▸ **Exercise prompt**: Convert the stretch of the listing below from the line containing "the pie crust" through the line containing "[[239, 981]]" into a Markdown table with the columns Row and Line, skipping any blank lines.

begin

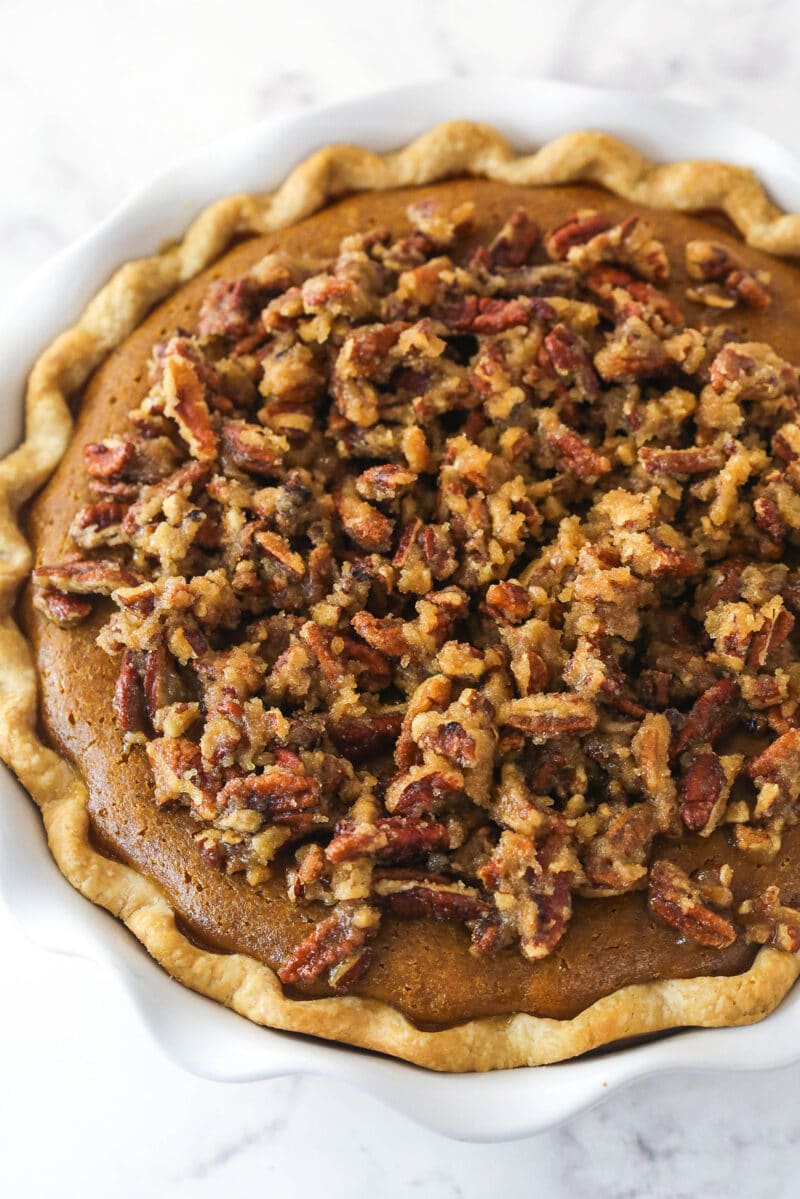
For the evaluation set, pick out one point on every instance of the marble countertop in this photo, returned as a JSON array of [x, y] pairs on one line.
[[97, 97]]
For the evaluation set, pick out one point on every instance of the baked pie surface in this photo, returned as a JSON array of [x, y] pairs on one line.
[[614, 955]]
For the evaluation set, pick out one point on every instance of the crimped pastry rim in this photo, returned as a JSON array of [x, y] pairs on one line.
[[456, 148]]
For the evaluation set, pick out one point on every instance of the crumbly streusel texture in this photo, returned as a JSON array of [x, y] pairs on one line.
[[401, 553]]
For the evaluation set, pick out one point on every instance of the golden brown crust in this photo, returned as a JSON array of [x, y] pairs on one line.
[[244, 983]]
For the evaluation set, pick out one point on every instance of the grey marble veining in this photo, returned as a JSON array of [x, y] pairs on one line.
[[96, 97]]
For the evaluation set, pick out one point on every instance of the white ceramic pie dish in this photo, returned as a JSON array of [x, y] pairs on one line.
[[197, 1032]]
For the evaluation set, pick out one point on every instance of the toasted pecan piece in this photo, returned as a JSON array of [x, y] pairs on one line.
[[337, 940], [679, 903], [711, 714], [545, 716], [392, 837]]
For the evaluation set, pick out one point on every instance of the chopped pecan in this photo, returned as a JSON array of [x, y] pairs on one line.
[[704, 790], [697, 461], [545, 716], [617, 853], [571, 451], [421, 789], [107, 459], [394, 838], [509, 601], [185, 401], [483, 314], [711, 714], [438, 901], [576, 230], [776, 772], [365, 524], [678, 902], [338, 939], [88, 577], [385, 483], [769, 921], [252, 449], [61, 608], [128, 698], [515, 242], [650, 747], [284, 795], [384, 633], [631, 351]]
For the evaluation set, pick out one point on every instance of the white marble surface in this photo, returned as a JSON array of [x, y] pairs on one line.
[[95, 97]]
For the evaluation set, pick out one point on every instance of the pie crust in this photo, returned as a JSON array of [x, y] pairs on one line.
[[239, 981]]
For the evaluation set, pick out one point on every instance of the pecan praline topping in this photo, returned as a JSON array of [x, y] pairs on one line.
[[445, 577]]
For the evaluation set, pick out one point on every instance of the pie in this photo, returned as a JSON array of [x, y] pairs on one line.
[[410, 651]]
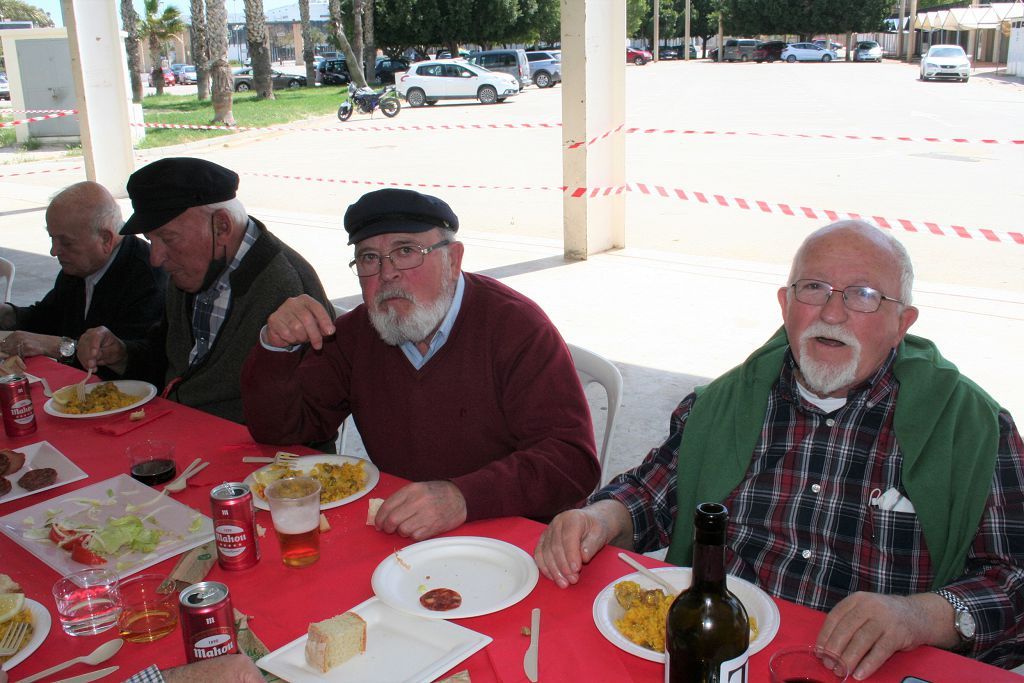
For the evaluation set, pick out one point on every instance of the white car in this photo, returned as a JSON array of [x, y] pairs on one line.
[[945, 61], [428, 82], [806, 52]]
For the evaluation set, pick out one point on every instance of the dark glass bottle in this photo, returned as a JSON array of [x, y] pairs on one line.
[[707, 631]]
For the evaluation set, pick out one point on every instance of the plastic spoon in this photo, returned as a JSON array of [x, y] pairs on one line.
[[101, 653]]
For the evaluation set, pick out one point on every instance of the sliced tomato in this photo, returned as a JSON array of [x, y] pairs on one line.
[[83, 555]]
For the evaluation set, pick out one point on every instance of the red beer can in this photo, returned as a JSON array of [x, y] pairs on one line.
[[235, 525], [15, 401], [207, 622]]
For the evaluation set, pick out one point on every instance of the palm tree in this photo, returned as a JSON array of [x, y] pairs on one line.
[[222, 84], [129, 19], [158, 28]]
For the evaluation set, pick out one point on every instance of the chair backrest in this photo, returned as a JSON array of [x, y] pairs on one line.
[[593, 368], [6, 279]]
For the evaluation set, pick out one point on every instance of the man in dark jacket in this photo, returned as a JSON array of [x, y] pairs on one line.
[[227, 274], [104, 280]]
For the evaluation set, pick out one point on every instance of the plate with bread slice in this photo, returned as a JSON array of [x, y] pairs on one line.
[[374, 643]]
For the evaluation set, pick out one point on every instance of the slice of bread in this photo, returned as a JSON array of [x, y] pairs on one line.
[[335, 641]]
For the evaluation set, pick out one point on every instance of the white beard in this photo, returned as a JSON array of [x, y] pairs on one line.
[[821, 378], [415, 327]]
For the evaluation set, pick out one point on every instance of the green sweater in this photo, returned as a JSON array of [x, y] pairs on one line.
[[947, 430]]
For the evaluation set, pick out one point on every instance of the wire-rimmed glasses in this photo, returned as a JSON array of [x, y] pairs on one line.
[[406, 257], [856, 297]]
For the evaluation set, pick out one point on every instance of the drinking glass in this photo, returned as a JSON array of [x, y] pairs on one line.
[[806, 664], [295, 511], [148, 607], [152, 462], [88, 601]]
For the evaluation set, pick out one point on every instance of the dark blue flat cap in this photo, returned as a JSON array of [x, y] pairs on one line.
[[395, 210], [164, 189]]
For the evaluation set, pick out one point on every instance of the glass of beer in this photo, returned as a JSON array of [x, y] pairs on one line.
[[295, 511]]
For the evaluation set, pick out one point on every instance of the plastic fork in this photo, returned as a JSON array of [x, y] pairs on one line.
[[11, 641]]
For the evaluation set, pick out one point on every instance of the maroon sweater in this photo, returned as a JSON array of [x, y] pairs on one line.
[[498, 411]]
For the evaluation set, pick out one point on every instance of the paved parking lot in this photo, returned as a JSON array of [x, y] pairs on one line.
[[693, 291]]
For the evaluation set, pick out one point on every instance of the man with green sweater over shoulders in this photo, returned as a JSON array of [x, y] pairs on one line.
[[864, 475]]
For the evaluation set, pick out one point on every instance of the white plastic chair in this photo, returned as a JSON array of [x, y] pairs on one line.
[[593, 368], [7, 275]]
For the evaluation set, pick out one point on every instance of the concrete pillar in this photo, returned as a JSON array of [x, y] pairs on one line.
[[593, 54], [99, 68]]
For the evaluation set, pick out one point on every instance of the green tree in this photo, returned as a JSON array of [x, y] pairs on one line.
[[157, 28]]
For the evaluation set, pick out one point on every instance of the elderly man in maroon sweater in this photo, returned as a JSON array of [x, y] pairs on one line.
[[456, 382]]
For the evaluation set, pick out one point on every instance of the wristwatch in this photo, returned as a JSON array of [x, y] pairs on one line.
[[67, 349], [963, 621]]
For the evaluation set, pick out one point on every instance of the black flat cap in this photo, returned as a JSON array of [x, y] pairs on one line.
[[164, 189], [394, 210]]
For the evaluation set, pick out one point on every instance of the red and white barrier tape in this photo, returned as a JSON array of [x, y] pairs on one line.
[[7, 124], [909, 225]]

end

▸ **Solution**:
| Row | Line |
|---|---|
| 1 | For the evaluation set, pick out one point on every instance of the pie crust in this photo, returned as a JSON array of [x, y] pairs on one line. |
| 2 | [[239, 981]] |